- [Extracted text]
Computational pioneer Erez Lieberman explains how the Web -- and spam -- evolves
The computational pioneer talks about how the Web -- and spam -- evolves, why programming languages are different from human languages and how the iShoe may save grandma's life.
Computerworld - Erez Lieberman has done pioneering work on mathematical and computational approaches to the study of evolution, including the evolution of networks and languages. His newest endeavor is the development of the iShoe, to assist elderly people with balance problems.
What inspired the iShoe, and how exactly does it work? I first began to understand how big a problem falls are for the elderly when my grandmother passed away shortly after a catastrophic fall. Tragically, a quarter of senior citizens fall down, leading to 300,000 broken hips; about 30% of those victims do not survive the year, and many others never regain their mobility. The iShoe insole looks like an ordinary insole, but it is actually a wearable sensor system that tracks how a person distributes pressure in their feet and can transmit the results wirelessly to any Bluetooth device. This enables us to tell how well a person is balancing so that doctors and caregivers can intervene before a catastrophic fall.
I understand that NASA has become interested. Why? Because there's no gravity, space flight can compromise an astronaut's ability to balance and to do things like sense which way is down. That's an operational issue for NASA, so they actually use some of iShoe's technology.

- [Provided data]
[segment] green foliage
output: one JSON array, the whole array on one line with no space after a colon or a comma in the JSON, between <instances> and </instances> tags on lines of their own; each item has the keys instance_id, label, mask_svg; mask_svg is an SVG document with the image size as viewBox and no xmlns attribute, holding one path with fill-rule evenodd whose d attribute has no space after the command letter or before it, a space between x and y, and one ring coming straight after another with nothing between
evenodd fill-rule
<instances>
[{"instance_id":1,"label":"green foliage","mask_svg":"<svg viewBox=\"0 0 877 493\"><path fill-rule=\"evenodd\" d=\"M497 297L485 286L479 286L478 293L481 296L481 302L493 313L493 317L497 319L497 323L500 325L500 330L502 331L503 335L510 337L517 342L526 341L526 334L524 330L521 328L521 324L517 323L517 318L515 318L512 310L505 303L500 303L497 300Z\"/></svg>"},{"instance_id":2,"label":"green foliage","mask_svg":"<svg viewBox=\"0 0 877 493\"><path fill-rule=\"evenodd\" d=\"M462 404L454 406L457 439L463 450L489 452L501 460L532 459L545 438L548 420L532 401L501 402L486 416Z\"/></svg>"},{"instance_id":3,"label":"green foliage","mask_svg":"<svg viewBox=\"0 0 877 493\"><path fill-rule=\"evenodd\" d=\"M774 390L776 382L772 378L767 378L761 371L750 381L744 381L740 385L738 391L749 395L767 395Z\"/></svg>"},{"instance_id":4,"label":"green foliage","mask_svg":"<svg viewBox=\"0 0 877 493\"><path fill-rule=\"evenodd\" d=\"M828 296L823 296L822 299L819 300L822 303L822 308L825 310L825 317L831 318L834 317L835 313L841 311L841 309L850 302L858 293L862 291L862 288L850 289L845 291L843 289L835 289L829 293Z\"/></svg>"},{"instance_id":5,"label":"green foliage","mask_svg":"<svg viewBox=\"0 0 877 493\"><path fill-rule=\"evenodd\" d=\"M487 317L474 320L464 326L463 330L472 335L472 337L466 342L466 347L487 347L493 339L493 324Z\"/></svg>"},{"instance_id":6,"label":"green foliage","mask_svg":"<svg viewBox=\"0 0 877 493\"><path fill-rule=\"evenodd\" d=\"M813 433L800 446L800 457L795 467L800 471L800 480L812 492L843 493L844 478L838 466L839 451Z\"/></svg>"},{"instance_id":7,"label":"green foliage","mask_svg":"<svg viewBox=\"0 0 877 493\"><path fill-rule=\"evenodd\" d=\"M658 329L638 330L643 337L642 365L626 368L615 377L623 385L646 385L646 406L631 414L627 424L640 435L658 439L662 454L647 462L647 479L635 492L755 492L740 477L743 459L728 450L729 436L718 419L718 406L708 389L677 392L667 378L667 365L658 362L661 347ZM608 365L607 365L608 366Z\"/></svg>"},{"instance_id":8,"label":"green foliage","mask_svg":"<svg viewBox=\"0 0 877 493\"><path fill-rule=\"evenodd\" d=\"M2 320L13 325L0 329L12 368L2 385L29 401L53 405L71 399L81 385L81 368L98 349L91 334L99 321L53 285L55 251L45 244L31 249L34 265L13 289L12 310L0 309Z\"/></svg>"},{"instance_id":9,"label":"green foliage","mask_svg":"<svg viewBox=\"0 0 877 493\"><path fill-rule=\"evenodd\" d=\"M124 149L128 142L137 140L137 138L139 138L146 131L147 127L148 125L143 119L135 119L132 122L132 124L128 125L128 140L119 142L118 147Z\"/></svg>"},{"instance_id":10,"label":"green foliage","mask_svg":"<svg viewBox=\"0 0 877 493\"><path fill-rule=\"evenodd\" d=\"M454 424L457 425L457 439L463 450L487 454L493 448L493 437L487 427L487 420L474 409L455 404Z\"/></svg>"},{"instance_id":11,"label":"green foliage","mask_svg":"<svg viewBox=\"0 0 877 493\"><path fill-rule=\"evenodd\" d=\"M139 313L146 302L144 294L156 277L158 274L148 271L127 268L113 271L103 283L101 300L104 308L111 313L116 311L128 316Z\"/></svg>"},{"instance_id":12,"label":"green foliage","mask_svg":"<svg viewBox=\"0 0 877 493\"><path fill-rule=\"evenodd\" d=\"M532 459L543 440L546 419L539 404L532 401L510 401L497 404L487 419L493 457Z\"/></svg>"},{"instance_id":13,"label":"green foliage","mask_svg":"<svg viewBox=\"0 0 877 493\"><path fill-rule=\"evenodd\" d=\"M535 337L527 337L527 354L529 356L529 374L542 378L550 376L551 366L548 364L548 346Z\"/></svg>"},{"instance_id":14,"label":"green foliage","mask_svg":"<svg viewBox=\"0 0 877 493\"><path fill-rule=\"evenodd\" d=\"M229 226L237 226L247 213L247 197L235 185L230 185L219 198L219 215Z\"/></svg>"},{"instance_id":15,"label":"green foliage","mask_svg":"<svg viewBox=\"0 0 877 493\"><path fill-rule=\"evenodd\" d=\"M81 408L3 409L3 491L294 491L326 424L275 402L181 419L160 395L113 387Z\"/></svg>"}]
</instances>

- [Task item A]
In the interview with Erez Lieberman, how does the iShoe insole send the results it records?
- [Task item B]
Write the next part of the interview with Erez Lieberman, picking up after its final sentence.
The rows play no part in what comes next.

- [Exercise response A]
It transmits them wirelessly to any Bluetooth device.

- [Exercise response B]
How does the development of technology like this affect the future of medicine and health care? Even in Star Trek, all medical evaluations seem to happen in the presence of a doctor (even if the doctor is a hologram). Wearable diagnostics have the potential to transform a person's clothing into a platform for remotely monitoring their health. Doctors will be able to supplement in-office visits with continuous care. Telemedicine is not just about long-distance consultation; it's about being able to detect and respond to a problem in real time, no matter where your patient is located. When we eventually know how to build the [Star Trek starship] Enterprise, Picard won't need to visit Crusher to find out what's wrong; she'll pick up the signs remotely.
In general, how does biology benefit from the Computer Age? An iShoe collects enough data every minute to overload the hard drive on my first computer. Whether you're studying human physiology or the mouse genome, 21st-century computation gives us the agility to handle huge data sets and to capture at least a fraction of the complexity that makes humans go. Computers help us think about messy systems, and biology is a very messy system.
For instance, there are about 100,000 different antibodies in a milliliter of blood. Each of those is designed to recognize a different molecule that could cause disease so that your body can eliminate the threat; that's 100,000 magical cures! Now think about the bits: Just the genetic sequence defining these antibodies is a couple of hundred megabytes worth of data. Without modern computers, understanding the immune system would be hopeless.